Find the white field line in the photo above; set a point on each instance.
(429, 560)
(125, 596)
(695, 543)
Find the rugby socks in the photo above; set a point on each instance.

_ _ _

__STATED GOAL__:
Report each line in the entries above that contains the string "photo". The match is case-sensitive.

__COMPLETE RESPONSE__:
Find the white field line in the photo above; set a point on each instance.
Find the rugby socks in the photo above; set a point on each instance.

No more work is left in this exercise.